==== Extracted records

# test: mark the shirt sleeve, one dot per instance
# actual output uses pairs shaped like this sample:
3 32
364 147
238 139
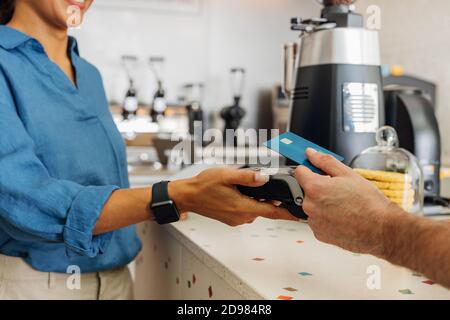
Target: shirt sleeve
36 207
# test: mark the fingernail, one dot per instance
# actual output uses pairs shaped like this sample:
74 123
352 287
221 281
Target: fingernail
263 178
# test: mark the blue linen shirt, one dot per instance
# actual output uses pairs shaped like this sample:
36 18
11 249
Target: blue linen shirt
61 157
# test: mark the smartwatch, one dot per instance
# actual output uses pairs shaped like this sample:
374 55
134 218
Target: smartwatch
163 208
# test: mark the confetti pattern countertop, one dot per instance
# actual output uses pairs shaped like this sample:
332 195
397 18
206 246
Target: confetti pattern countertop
283 260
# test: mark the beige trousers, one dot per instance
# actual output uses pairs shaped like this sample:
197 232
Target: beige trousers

========

The request.
Update the listing above by changing every "instance" to "item" and writing out all its lines again with nothing else altered. Leave the pictures out of your answer.

Result of this task.
# test: mark the shirt sleeve, one dot per item
# actual output uses pairs shaped like this sample:
3 32
364 147
238 139
Target: shirt sleeve
36 207
# test: mark the fingernail, one dot per item
# actual output uses pairs shaped like this sample:
74 123
352 287
221 281
Target: fingernail
263 178
# test: mark the blue linen shirt, one dot per item
# actual output uses pairs shaped like this sample:
36 18
11 249
Target: blue linen shirt
61 157
# test: mark the smartwatch, one dot per item
# actual output uses pairs shaped like this sample:
374 55
134 218
Target: smartwatch
163 208
# test: mark the confetti pattern countertop, one dot per item
# actual output uses pairs shaped like this sample:
332 195
397 18
206 246
Target: confetti pattern countertop
283 260
# test: mark the beige trousers, one dot per item
# actual output uses pairs shaped like this sample:
197 232
Target: beige trousers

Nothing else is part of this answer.